▸ Task item
Your job is to set down the stretch of entries that opens with the line containing "like x=263, y=111." and closes with the line containing "like x=49, y=23.". Keep both end lines, copy each exactly, and add nothing.

▸ Records supplied
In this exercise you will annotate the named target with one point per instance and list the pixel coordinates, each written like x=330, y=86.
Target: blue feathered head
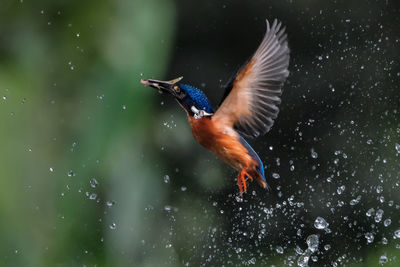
x=193, y=100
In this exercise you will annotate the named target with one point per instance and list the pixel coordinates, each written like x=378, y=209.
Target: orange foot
x=242, y=180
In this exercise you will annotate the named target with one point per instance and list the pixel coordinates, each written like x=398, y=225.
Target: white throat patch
x=199, y=113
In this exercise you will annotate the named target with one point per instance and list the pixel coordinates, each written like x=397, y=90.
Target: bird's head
x=190, y=98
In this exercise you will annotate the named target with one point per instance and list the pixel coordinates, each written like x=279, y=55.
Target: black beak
x=162, y=86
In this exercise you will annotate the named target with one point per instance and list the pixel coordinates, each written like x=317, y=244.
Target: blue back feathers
x=197, y=98
x=254, y=156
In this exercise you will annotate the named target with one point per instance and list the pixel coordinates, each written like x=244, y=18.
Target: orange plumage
x=248, y=108
x=228, y=148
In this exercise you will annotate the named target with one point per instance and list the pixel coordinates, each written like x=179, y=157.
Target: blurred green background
x=97, y=170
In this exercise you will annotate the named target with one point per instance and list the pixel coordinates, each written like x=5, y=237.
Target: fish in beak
x=162, y=86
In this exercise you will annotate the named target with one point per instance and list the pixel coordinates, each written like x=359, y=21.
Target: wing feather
x=252, y=103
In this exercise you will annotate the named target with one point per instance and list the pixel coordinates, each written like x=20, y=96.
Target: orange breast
x=225, y=146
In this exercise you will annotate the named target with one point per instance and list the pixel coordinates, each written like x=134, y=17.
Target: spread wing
x=252, y=98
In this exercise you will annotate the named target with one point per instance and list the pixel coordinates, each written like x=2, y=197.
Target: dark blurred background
x=97, y=170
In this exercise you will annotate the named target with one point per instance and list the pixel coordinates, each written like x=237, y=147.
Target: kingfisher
x=247, y=109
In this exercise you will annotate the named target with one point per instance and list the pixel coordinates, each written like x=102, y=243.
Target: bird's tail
x=257, y=172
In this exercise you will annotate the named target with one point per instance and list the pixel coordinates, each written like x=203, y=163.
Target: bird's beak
x=162, y=86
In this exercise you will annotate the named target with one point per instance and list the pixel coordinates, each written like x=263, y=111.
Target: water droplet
x=279, y=250
x=370, y=212
x=320, y=223
x=396, y=234
x=166, y=179
x=397, y=146
x=369, y=237
x=379, y=189
x=378, y=215
x=110, y=203
x=303, y=260
x=312, y=242
x=383, y=259
x=341, y=189
x=355, y=201
x=314, y=154
x=387, y=222
x=94, y=183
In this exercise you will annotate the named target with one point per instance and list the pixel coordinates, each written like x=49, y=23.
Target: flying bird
x=248, y=107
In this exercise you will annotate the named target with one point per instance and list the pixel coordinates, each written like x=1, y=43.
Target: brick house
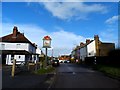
x=17, y=46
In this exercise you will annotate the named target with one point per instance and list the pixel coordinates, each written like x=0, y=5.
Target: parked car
x=55, y=63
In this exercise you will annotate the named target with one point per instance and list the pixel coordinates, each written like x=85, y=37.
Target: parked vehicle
x=55, y=63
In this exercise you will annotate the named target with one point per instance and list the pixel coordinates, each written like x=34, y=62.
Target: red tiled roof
x=20, y=38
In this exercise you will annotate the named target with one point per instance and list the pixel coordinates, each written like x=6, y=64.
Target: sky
x=67, y=23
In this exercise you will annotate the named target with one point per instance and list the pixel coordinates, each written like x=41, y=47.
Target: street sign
x=46, y=42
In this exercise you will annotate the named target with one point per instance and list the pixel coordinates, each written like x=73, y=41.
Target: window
x=19, y=57
x=12, y=57
x=2, y=46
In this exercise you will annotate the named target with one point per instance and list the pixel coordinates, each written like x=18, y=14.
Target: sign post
x=46, y=44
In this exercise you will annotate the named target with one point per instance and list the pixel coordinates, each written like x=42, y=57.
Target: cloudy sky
x=67, y=23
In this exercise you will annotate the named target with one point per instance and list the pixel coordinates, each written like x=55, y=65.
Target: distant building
x=93, y=48
x=17, y=46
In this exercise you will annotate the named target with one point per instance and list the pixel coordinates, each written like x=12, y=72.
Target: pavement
x=25, y=80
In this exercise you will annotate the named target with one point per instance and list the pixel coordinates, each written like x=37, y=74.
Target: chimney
x=15, y=31
x=87, y=41
x=96, y=37
x=82, y=44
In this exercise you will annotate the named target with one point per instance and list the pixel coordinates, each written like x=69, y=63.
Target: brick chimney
x=87, y=41
x=82, y=44
x=96, y=37
x=15, y=31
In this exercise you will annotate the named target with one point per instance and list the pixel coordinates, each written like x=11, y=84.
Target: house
x=93, y=48
x=17, y=46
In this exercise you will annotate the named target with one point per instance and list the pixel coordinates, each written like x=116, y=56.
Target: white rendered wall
x=91, y=49
x=17, y=46
x=83, y=53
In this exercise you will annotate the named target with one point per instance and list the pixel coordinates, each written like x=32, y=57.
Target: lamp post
x=46, y=44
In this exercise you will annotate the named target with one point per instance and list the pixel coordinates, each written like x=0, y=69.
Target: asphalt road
x=24, y=80
x=76, y=76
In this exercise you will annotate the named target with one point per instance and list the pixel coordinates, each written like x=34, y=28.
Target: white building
x=17, y=46
x=91, y=49
x=95, y=48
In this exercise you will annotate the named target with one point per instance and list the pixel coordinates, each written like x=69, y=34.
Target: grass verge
x=109, y=70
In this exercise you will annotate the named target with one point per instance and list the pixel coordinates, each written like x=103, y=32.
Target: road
x=77, y=76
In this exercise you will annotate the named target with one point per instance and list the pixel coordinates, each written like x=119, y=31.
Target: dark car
x=55, y=63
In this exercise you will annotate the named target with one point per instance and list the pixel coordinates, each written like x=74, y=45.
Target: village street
x=76, y=76
x=24, y=80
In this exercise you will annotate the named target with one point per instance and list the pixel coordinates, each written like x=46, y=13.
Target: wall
x=83, y=53
x=19, y=58
x=91, y=50
x=17, y=46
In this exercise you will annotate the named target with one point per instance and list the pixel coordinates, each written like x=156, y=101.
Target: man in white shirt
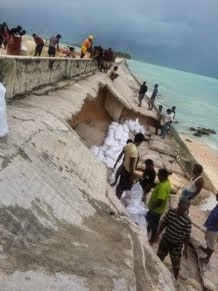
x=167, y=122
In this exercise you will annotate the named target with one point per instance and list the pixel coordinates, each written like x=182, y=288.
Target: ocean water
x=195, y=97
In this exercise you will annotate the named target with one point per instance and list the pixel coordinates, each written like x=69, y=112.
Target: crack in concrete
x=22, y=119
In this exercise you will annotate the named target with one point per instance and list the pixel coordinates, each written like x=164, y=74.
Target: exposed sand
x=29, y=44
x=206, y=156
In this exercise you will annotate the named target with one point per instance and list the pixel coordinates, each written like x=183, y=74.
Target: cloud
x=176, y=33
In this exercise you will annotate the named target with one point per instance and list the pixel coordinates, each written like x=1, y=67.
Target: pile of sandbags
x=134, y=205
x=116, y=139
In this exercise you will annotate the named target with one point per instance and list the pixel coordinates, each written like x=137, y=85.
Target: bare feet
x=204, y=260
x=113, y=184
x=203, y=249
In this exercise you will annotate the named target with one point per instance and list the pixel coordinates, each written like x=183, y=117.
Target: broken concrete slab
x=171, y=167
x=155, y=156
x=90, y=135
x=178, y=181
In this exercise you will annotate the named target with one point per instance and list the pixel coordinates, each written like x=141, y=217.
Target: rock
x=192, y=129
x=188, y=140
x=208, y=130
x=198, y=134
x=164, y=147
x=178, y=181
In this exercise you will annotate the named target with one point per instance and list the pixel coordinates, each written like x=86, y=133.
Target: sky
x=181, y=34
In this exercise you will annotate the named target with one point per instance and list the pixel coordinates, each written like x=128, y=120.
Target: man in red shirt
x=39, y=45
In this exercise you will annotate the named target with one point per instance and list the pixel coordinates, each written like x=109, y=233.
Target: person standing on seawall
x=143, y=89
x=86, y=46
x=196, y=184
x=178, y=229
x=167, y=123
x=129, y=165
x=158, y=202
x=119, y=170
x=39, y=45
x=153, y=97
x=212, y=234
x=54, y=41
x=158, y=119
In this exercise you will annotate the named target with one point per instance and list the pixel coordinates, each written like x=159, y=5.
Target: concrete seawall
x=21, y=75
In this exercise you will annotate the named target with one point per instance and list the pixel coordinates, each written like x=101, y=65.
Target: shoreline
x=201, y=152
x=205, y=155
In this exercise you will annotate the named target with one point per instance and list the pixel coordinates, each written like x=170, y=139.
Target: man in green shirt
x=158, y=202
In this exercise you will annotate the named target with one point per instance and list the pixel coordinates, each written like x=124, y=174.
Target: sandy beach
x=205, y=155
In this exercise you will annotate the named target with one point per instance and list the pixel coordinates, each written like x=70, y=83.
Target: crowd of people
x=11, y=41
x=11, y=38
x=162, y=121
x=175, y=223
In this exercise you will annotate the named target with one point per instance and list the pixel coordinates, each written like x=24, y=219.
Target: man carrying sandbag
x=129, y=165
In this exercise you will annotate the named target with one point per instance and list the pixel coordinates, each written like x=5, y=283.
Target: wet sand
x=205, y=155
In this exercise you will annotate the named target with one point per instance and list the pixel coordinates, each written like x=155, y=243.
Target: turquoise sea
x=195, y=97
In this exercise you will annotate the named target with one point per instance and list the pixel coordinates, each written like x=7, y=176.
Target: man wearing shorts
x=158, y=202
x=129, y=165
x=39, y=45
x=153, y=97
x=143, y=89
x=212, y=234
x=178, y=229
x=54, y=41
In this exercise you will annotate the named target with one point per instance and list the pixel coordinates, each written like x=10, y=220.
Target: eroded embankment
x=62, y=228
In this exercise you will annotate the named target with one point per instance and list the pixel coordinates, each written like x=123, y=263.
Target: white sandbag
x=3, y=113
x=109, y=162
x=94, y=150
x=109, y=142
x=131, y=125
x=100, y=156
x=111, y=179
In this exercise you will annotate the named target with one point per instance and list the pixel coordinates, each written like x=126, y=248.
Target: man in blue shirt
x=153, y=97
x=212, y=234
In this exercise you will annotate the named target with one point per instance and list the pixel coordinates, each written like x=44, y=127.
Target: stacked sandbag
x=134, y=205
x=116, y=139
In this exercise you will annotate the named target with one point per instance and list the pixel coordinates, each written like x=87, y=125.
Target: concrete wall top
x=21, y=74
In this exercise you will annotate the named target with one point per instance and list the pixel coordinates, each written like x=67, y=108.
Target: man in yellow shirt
x=129, y=165
x=87, y=45
x=158, y=202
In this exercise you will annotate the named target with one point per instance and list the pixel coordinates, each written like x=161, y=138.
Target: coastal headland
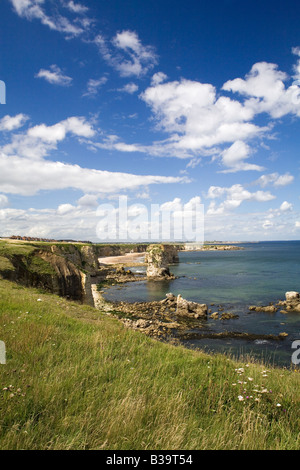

▸ Task answer
In this exercise you will annotate the named target with one point per instance and list the pixel coordinates, each written like x=263, y=111.
Target: water droplet
x=279, y=250
x=370, y=212
x=320, y=223
x=396, y=234
x=166, y=179
x=397, y=146
x=369, y=237
x=379, y=189
x=378, y=215
x=110, y=203
x=303, y=260
x=312, y=242
x=383, y=259
x=341, y=189
x=355, y=201
x=314, y=154
x=387, y=222
x=94, y=183
In this exercise you will annotate the named target with one point per instance and list the pixel coordinates, each written like x=49, y=23.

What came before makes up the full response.